## COMPITO ASSEGNATO 1
Individua e copia ogni riga delle voci che contiene la parola "white", tenendo conto di maiuscole e minuscole.

## BRANO DI TESTO

- - -

Una villa in campagna

Un giorno va dal suo capo e gli propone di entrare in società. È una mossa azzardata, ma ottiene come risposta un entusiastico ‘sì'. Stasi diventa così titolare di un negozio di autoricambi a Segrate che renderà molto bene, tanto da permettere alla coppia, ora trasferitisi a Liscate, di vagheggiare il prossimo salto. L'occasione arriva quando l'ex datore di lavoro decide di cedere l'attività a Nicola, che la trasferirà in uno dei piccoli paesi del pavese, dove la concorrenza è praticamente inesistente.

Garlasco

Approda così a Garlasco, paesello di novemila anime tra le campagne padane, dove, lontano dai grandi centri commerciali apre la ‘Nuova Invernizzi srl'. Il sogno è realizzato, l'ascesa sociale del giovane Stasi, da camionista precario a imprenditore di successo, è compiuta. La famiglia va a vivere in un villino in via Carducci quando Alberto è ormai ventenne. Studente modello alla Bocconi, è un ragazzo con la testa sulle spalle, esce poco, studia molto e ha una fidanzata carina e gentile. Anche il rapporto con Chiara, di qualche anno più grande, è un legame solido e tranquillo, senza maree agitate.

- - -

## DATI IN INGRESSO
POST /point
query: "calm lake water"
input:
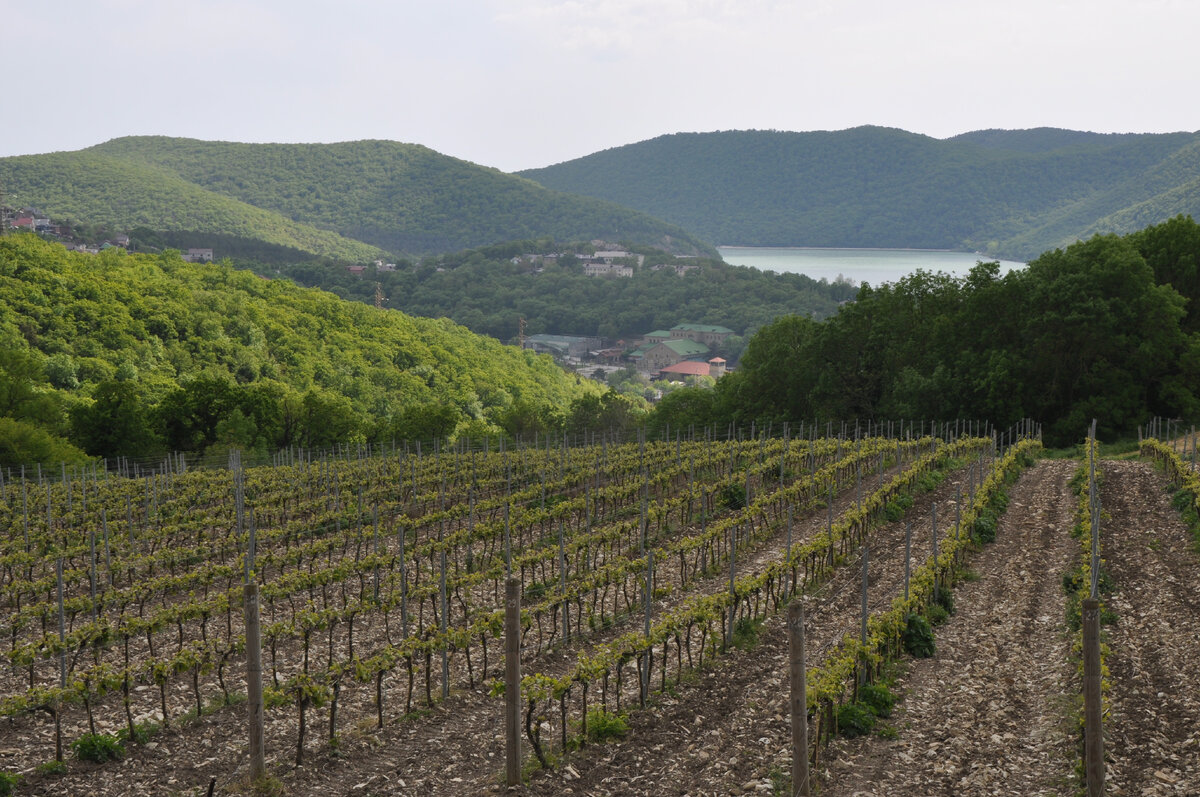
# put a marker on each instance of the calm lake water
(856, 265)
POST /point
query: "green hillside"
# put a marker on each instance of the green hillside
(100, 190)
(1012, 193)
(137, 354)
(345, 201)
(400, 197)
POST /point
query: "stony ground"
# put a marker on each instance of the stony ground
(990, 714)
(1152, 733)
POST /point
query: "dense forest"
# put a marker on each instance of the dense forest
(1107, 328)
(1009, 193)
(351, 201)
(486, 292)
(133, 355)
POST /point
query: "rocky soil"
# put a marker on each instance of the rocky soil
(993, 713)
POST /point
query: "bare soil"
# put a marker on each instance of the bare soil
(1152, 730)
(993, 713)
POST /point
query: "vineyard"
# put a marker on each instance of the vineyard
(381, 580)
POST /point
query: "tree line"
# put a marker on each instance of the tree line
(1108, 328)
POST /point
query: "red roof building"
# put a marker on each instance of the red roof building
(685, 369)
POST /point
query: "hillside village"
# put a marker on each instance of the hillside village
(685, 353)
(678, 354)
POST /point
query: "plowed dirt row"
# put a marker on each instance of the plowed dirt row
(729, 731)
(989, 713)
(1152, 737)
(454, 749)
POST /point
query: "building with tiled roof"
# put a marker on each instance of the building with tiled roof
(707, 334)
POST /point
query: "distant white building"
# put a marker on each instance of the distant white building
(607, 270)
(198, 256)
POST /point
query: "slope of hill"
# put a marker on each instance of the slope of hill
(186, 345)
(337, 199)
(1012, 193)
(100, 190)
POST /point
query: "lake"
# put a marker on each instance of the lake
(856, 264)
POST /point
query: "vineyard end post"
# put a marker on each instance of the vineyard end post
(513, 681)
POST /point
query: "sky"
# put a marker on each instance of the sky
(517, 84)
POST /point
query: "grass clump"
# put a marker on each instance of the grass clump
(877, 697)
(918, 636)
(606, 725)
(745, 633)
(855, 719)
(99, 748)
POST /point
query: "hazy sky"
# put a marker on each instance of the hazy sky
(525, 83)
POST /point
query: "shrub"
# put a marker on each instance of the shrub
(745, 633)
(99, 748)
(945, 598)
(985, 528)
(855, 719)
(879, 699)
(733, 496)
(918, 636)
(605, 725)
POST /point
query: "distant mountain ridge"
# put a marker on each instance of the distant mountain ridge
(351, 201)
(1009, 193)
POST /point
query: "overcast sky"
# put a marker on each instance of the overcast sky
(526, 83)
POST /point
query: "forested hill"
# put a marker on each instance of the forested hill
(1009, 193)
(138, 354)
(346, 201)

- - -

## COMPITO ASSEGNATO 2
Traduci in inglese questa frase del brano su Garlasco: "Il sogno è realizzato, l'ascesa sociale del giovane Stasi, da camionista precario a imprenditore di successo, è compiuta."

## RISPOSTA SCRITTA 1
query: "distant white building"
# put a marker on each instance of the distant white building

## RISPOSTA SCRITTA 2
The dream has come true, the social rise of young Stasi, from precarious truck driver to successful entrepreneur, is complete.